> _Activity_: Reproduce every record below exactly, without the pictures.
_ _ _
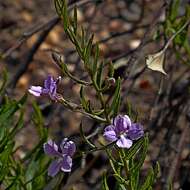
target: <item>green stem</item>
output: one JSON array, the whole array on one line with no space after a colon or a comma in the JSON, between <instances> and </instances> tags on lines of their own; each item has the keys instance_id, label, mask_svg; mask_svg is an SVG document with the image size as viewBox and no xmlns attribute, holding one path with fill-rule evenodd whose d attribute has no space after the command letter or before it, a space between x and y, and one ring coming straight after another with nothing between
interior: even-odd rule
<instances>
[{"instance_id":1,"label":"green stem","mask_svg":"<svg viewBox=\"0 0 190 190\"><path fill-rule=\"evenodd\" d=\"M64 105L65 107L67 107L68 109L72 110L73 112L79 112L79 113L86 115L90 118L93 118L99 122L106 123L106 121L107 121L106 119L104 119L102 117L85 112L84 110L82 110L81 106L79 106L75 103L69 102L69 101L65 100L63 97L59 97L59 102L62 105Z\"/></svg>"},{"instance_id":2,"label":"green stem","mask_svg":"<svg viewBox=\"0 0 190 190\"><path fill-rule=\"evenodd\" d=\"M109 118L109 114L107 112L106 102L104 101L103 94L102 94L101 90L99 89L99 87L97 86L97 84L94 81L94 79L93 78L91 78L91 79L92 79L92 84L93 84L93 86L94 86L94 88L96 90L96 93L97 93L98 97L99 97L100 103L101 103L101 105L102 105L102 107L104 109L104 116L105 116L105 118L107 120L107 123L111 123L111 120Z\"/></svg>"},{"instance_id":3,"label":"green stem","mask_svg":"<svg viewBox=\"0 0 190 190\"><path fill-rule=\"evenodd\" d=\"M119 150L119 155L120 155L120 159L122 160L123 164L124 164L124 170L125 170L125 175L126 175L126 181L128 180L129 178L129 165L128 165L128 160L125 159L125 152L123 149L120 149ZM127 189L128 190L131 190L131 185L130 183L127 185Z\"/></svg>"}]
</instances>

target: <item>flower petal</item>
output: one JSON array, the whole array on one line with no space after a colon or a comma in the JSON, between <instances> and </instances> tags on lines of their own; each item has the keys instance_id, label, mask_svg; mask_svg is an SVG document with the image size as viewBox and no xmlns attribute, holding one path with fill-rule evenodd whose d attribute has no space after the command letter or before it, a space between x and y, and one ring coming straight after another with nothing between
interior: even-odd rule
<instances>
[{"instance_id":1,"label":"flower petal","mask_svg":"<svg viewBox=\"0 0 190 190\"><path fill-rule=\"evenodd\" d=\"M48 75L47 79L44 81L44 88L50 89L53 82L53 77L51 75Z\"/></svg>"},{"instance_id":2,"label":"flower petal","mask_svg":"<svg viewBox=\"0 0 190 190\"><path fill-rule=\"evenodd\" d=\"M72 158L70 156L64 156L62 160L61 170L63 172L70 172L72 168Z\"/></svg>"},{"instance_id":3,"label":"flower petal","mask_svg":"<svg viewBox=\"0 0 190 190\"><path fill-rule=\"evenodd\" d=\"M54 177L61 169L62 162L60 160L54 160L48 167L48 175Z\"/></svg>"},{"instance_id":4,"label":"flower petal","mask_svg":"<svg viewBox=\"0 0 190 190\"><path fill-rule=\"evenodd\" d=\"M56 99L57 80L54 80L54 78L51 75L48 75L47 79L44 81L43 93L49 94L52 100Z\"/></svg>"},{"instance_id":5,"label":"flower petal","mask_svg":"<svg viewBox=\"0 0 190 190\"><path fill-rule=\"evenodd\" d=\"M115 127L113 125L109 125L105 128L103 136L107 141L110 142L116 141L118 139L115 132Z\"/></svg>"},{"instance_id":6,"label":"flower petal","mask_svg":"<svg viewBox=\"0 0 190 190\"><path fill-rule=\"evenodd\" d=\"M44 152L49 156L60 155L60 153L58 152L58 146L51 139L47 143L44 143Z\"/></svg>"},{"instance_id":7,"label":"flower petal","mask_svg":"<svg viewBox=\"0 0 190 190\"><path fill-rule=\"evenodd\" d=\"M115 130L115 126L114 125L108 125L104 131L114 131Z\"/></svg>"},{"instance_id":8,"label":"flower petal","mask_svg":"<svg viewBox=\"0 0 190 190\"><path fill-rule=\"evenodd\" d=\"M76 145L73 141L67 141L67 138L65 138L61 145L60 148L62 150L62 153L68 156L73 156L75 151L76 151Z\"/></svg>"},{"instance_id":9,"label":"flower petal","mask_svg":"<svg viewBox=\"0 0 190 190\"><path fill-rule=\"evenodd\" d=\"M144 135L143 127L139 123L133 123L127 133L131 140L137 140Z\"/></svg>"},{"instance_id":10,"label":"flower petal","mask_svg":"<svg viewBox=\"0 0 190 190\"><path fill-rule=\"evenodd\" d=\"M122 133L128 130L131 126L131 120L128 115L118 115L114 119L114 126L116 128L116 132Z\"/></svg>"},{"instance_id":11,"label":"flower petal","mask_svg":"<svg viewBox=\"0 0 190 190\"><path fill-rule=\"evenodd\" d=\"M120 148L130 148L133 144L133 141L126 138L124 135L121 135L116 144Z\"/></svg>"},{"instance_id":12,"label":"flower petal","mask_svg":"<svg viewBox=\"0 0 190 190\"><path fill-rule=\"evenodd\" d=\"M41 86L31 86L28 90L28 92L30 92L30 94L34 95L34 96L41 96L42 93L42 87Z\"/></svg>"},{"instance_id":13,"label":"flower petal","mask_svg":"<svg viewBox=\"0 0 190 190\"><path fill-rule=\"evenodd\" d=\"M49 96L52 100L56 99L56 94L57 94L57 85L52 84L50 91L49 91Z\"/></svg>"}]
</instances>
_ _ _
> _Response area_:
target: <item>green stem</item>
output: one JSON array, the whole array on one line with no space after a colon or a comma in the JSON, between <instances> and </instances> tags on lines of their own; each item has the keys instance_id, label, mask_svg; mask_svg is an SVG document with the image size as viewBox and no xmlns attribute, holding one path with fill-rule evenodd whose d attribute has no space after the command letter or before it, a space between x and y, and one ring coming straight after another with nothing between
interior: even-odd rule
<instances>
[{"instance_id":1,"label":"green stem","mask_svg":"<svg viewBox=\"0 0 190 190\"><path fill-rule=\"evenodd\" d=\"M64 105L65 107L67 107L68 109L72 110L73 112L79 112L79 113L86 115L90 118L93 118L99 122L106 123L106 121L107 121L106 119L104 119L102 117L85 112L84 110L82 110L81 106L79 106L75 103L69 102L69 101L65 100L63 97L59 97L59 102L62 105Z\"/></svg>"},{"instance_id":2,"label":"green stem","mask_svg":"<svg viewBox=\"0 0 190 190\"><path fill-rule=\"evenodd\" d=\"M109 118L109 114L107 112L106 102L104 101L103 94L102 94L101 90L99 89L99 87L97 86L97 84L94 81L94 79L93 78L91 78L91 79L92 79L92 84L93 84L93 86L94 86L94 88L96 90L96 93L97 93L98 97L99 97L100 103L101 103L101 105L102 105L102 107L104 109L104 116L105 116L105 118L107 120L107 123L111 123L111 120Z\"/></svg>"},{"instance_id":3,"label":"green stem","mask_svg":"<svg viewBox=\"0 0 190 190\"><path fill-rule=\"evenodd\" d=\"M119 150L119 155L120 155L120 159L122 160L123 164L124 164L124 170L125 170L125 175L126 175L126 181L128 180L129 178L129 165L128 165L128 160L125 159L125 152L123 149L120 149ZM127 189L128 190L131 190L131 185L130 183L127 185Z\"/></svg>"}]
</instances>

target: <item>flower petal</item>
output: one JSON array, the whole array on one line with no space after a colon or a comma in the JSON, between <instances> and </instances> tags on lines of their own; each item has the keys instance_id, label, mask_svg; mask_svg is an SVG document with the image size as viewBox and no xmlns attribute, holding one path with fill-rule evenodd whose d attribute has no space after the command letter or before it, a space between x and y, and one ring coming straight after another with nothing between
interior: even-odd rule
<instances>
[{"instance_id":1,"label":"flower petal","mask_svg":"<svg viewBox=\"0 0 190 190\"><path fill-rule=\"evenodd\" d=\"M48 75L47 79L44 81L44 88L50 89L53 82L53 77L51 75Z\"/></svg>"},{"instance_id":2,"label":"flower petal","mask_svg":"<svg viewBox=\"0 0 190 190\"><path fill-rule=\"evenodd\" d=\"M72 158L70 156L64 156L62 160L61 170L63 172L70 172L72 168Z\"/></svg>"},{"instance_id":3,"label":"flower petal","mask_svg":"<svg viewBox=\"0 0 190 190\"><path fill-rule=\"evenodd\" d=\"M54 177L61 169L62 162L60 160L54 160L48 167L48 175Z\"/></svg>"},{"instance_id":4,"label":"flower petal","mask_svg":"<svg viewBox=\"0 0 190 190\"><path fill-rule=\"evenodd\" d=\"M56 99L57 80L54 80L54 78L51 75L48 75L47 79L44 81L43 93L49 94L52 100Z\"/></svg>"},{"instance_id":5,"label":"flower petal","mask_svg":"<svg viewBox=\"0 0 190 190\"><path fill-rule=\"evenodd\" d=\"M115 127L113 125L109 125L105 128L103 136L107 141L110 142L116 141L118 139L115 132Z\"/></svg>"},{"instance_id":6,"label":"flower petal","mask_svg":"<svg viewBox=\"0 0 190 190\"><path fill-rule=\"evenodd\" d=\"M44 152L49 156L60 155L60 153L58 152L58 146L51 139L47 143L44 143Z\"/></svg>"},{"instance_id":7,"label":"flower petal","mask_svg":"<svg viewBox=\"0 0 190 190\"><path fill-rule=\"evenodd\" d=\"M115 130L115 126L114 125L108 125L104 131L114 131Z\"/></svg>"},{"instance_id":8,"label":"flower petal","mask_svg":"<svg viewBox=\"0 0 190 190\"><path fill-rule=\"evenodd\" d=\"M76 145L73 141L67 141L67 138L65 138L61 145L60 148L62 150L62 153L68 156L73 156L75 151L76 151Z\"/></svg>"},{"instance_id":9,"label":"flower petal","mask_svg":"<svg viewBox=\"0 0 190 190\"><path fill-rule=\"evenodd\" d=\"M144 135L143 127L139 123L133 123L127 133L131 140L137 140Z\"/></svg>"},{"instance_id":10,"label":"flower petal","mask_svg":"<svg viewBox=\"0 0 190 190\"><path fill-rule=\"evenodd\" d=\"M122 133L128 130L131 126L131 120L128 115L118 115L114 119L114 126L116 128L116 132Z\"/></svg>"},{"instance_id":11,"label":"flower petal","mask_svg":"<svg viewBox=\"0 0 190 190\"><path fill-rule=\"evenodd\" d=\"M120 148L130 148L133 144L133 141L126 138L124 135L121 135L116 144Z\"/></svg>"},{"instance_id":12,"label":"flower petal","mask_svg":"<svg viewBox=\"0 0 190 190\"><path fill-rule=\"evenodd\" d=\"M41 86L31 86L28 90L28 92L30 92L30 94L34 95L34 96L41 96L42 93L42 87Z\"/></svg>"},{"instance_id":13,"label":"flower petal","mask_svg":"<svg viewBox=\"0 0 190 190\"><path fill-rule=\"evenodd\" d=\"M49 96L52 100L56 99L56 94L57 94L57 85L52 84L50 91L49 91Z\"/></svg>"}]
</instances>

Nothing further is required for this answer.